▶ [Reading passage]:
Exit Voting: If the Adaptive Wealth Strategies U.S. Risk Management Index is currently invested in the U.S. Equity Position, at least three of the exit signals must be triggered (and no more than one entry signal) for the Adaptive Wealth Strategies U.S. Risk Management Index to exit the U.S. Equity Position and enter the U.S. Treasury Position.
Entry Voting: If the Adaptive Wealth Strategies U.S. Risk Management Index is currently invested in the U.S. Treasury Position, at least two of the entry signals must be triggered for the Adaptive Wealth Strategies U.S. Risk Management Index to exit the U.S. Treasury Position and enter the U.S. Equity Position.

Point-per-instance localization data:
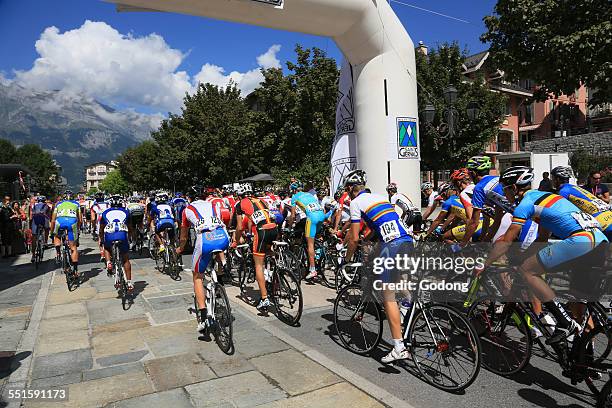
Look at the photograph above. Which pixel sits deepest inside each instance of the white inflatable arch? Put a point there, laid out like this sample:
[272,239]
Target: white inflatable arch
[375,43]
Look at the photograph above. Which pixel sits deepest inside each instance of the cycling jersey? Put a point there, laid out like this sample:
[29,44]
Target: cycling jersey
[116,222]
[380,216]
[579,231]
[487,183]
[589,204]
[210,232]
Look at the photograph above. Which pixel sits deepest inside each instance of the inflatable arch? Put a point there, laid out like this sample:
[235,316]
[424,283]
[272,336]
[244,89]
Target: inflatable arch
[382,56]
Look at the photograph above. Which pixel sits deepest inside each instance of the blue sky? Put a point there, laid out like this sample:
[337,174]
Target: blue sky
[234,47]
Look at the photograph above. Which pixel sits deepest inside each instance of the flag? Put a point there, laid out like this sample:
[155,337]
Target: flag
[344,149]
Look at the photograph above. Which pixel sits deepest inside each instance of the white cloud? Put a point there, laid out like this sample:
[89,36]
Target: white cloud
[98,61]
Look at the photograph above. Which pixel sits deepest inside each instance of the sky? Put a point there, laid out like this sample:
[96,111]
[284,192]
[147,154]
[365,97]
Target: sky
[147,61]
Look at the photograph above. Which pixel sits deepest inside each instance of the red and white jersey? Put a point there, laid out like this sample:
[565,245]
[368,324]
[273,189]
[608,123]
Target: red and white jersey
[202,215]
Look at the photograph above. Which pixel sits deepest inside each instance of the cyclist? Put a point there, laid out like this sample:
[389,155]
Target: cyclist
[136,211]
[98,207]
[478,168]
[115,225]
[582,242]
[428,192]
[409,213]
[40,220]
[162,219]
[67,215]
[311,224]
[210,235]
[583,199]
[379,215]
[264,230]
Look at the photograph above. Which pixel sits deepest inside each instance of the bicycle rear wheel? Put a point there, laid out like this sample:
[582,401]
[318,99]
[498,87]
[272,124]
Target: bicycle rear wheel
[286,295]
[223,317]
[445,347]
[505,336]
[358,320]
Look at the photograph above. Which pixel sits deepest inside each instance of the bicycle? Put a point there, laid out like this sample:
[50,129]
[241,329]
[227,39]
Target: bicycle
[72,279]
[441,341]
[220,319]
[120,282]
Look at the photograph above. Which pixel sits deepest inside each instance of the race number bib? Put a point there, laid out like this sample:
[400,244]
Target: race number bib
[258,216]
[586,221]
[313,207]
[390,231]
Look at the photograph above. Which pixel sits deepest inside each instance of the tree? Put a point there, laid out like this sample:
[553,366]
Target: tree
[114,183]
[560,44]
[436,71]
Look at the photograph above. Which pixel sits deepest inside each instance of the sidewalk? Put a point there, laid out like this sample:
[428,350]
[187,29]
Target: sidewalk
[150,355]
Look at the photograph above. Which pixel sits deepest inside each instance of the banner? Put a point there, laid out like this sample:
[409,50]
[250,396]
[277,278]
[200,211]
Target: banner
[344,149]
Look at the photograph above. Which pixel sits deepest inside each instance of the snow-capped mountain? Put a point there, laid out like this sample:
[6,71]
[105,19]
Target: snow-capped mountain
[77,130]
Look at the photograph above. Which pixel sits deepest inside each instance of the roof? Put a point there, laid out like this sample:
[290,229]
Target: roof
[474,62]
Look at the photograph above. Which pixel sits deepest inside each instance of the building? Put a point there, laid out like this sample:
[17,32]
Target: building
[96,172]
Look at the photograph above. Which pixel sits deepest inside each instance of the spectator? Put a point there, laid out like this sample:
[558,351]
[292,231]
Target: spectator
[546,183]
[595,187]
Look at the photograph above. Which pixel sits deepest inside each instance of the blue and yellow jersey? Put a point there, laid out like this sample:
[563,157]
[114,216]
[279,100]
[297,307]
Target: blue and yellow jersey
[454,206]
[552,212]
[589,204]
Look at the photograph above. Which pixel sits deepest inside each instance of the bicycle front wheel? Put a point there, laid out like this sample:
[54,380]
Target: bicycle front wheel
[444,347]
[286,295]
[223,317]
[358,320]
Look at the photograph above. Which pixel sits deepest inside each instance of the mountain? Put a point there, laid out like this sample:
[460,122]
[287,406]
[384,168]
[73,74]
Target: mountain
[77,130]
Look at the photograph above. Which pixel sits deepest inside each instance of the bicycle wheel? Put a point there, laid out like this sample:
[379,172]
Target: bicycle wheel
[223,317]
[286,295]
[444,347]
[505,336]
[357,319]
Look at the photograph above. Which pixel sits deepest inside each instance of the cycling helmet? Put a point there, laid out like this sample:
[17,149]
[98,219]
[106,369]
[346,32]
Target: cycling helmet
[460,175]
[520,176]
[562,172]
[355,177]
[479,163]
[426,186]
[116,201]
[296,185]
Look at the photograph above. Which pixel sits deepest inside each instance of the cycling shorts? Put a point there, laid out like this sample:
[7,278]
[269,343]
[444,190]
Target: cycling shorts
[263,237]
[563,254]
[206,242]
[313,225]
[69,224]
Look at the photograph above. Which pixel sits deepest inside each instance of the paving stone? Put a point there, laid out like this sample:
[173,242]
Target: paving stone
[58,297]
[337,395]
[122,358]
[113,343]
[111,371]
[70,309]
[294,372]
[59,342]
[121,326]
[63,324]
[56,381]
[62,363]
[240,390]
[177,398]
[176,371]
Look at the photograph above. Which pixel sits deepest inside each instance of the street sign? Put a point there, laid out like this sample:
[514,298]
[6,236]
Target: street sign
[275,3]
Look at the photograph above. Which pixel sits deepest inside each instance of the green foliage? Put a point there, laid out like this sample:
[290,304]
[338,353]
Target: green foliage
[560,44]
[114,183]
[441,68]
[45,172]
[285,127]
[584,162]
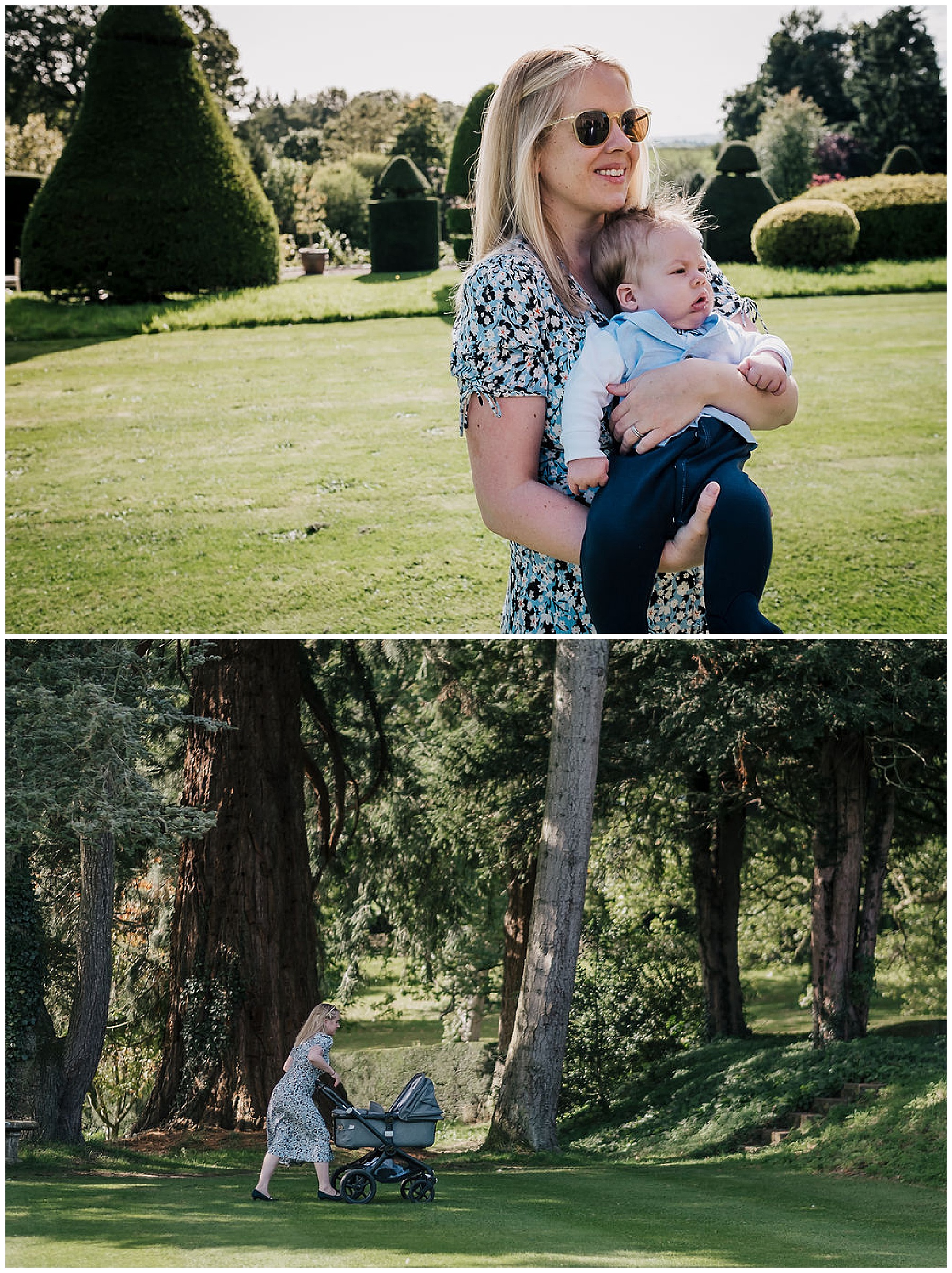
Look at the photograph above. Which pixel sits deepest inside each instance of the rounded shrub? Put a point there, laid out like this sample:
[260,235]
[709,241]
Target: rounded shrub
[901,159]
[734,199]
[152,193]
[809,232]
[900,217]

▶ [What needs to be done]: Carry on the passage describing the exit and entry voting rules of the Adaptive Wealth Strategies U.S. Risk Management Index, beginning after its final sentence. The entries have no connection to the passage on the index's voting rules.

▶ [Reply]:
The trigger threshold for each signal is based on a predetermined Z-score level for that given signal. A Z-score (often referred to as a “standard score”) is a measure of how many standard deviations below or above the mean a data point is, and can be used to identify data points that may be considered outliers relative to the mean. The Z-score threshold for each vote is determined using historical returns data for the U.S. Equity Position starting in January of 1993. Each signal looks at the recent performance of the U.S. Equity Position or the VIX, and compares that to the historical performance of the U.S. Equity Position or the VIX, respectively. The Z-scores used in determining an exit or entry vote are designed to identify cases where the recent performance of the U.S. Equity Position or the VIX are sufficiently statistically different from the historical performance to indicate a drawdown event or period of positive market returns may be likely going forward. Depending on the performance of the U.S. Equity Position and the VIX, each signal can go for months without changing direction, or can change as frequently as within the course of a few days. Below is a description of each signal and its trigger threshold for market entry or exit:

SMA Signal:
Market Exit Vote: If the prior day Z-Score of the percent difference between the U.S. Equity Position closing price and the 200-day SMA of the U.S. Equity Position is below -0.50, the signal indicates to exit the U.S. Equity Position and enter the U.S. Treasury Position. If the Z-score of the 200-day SMA is below -0.50, based on historical data, it may indicate that a drawdown event is possible, and the signal votes to move out of the U.S. Equity Position and into the U.S. Treasury Position.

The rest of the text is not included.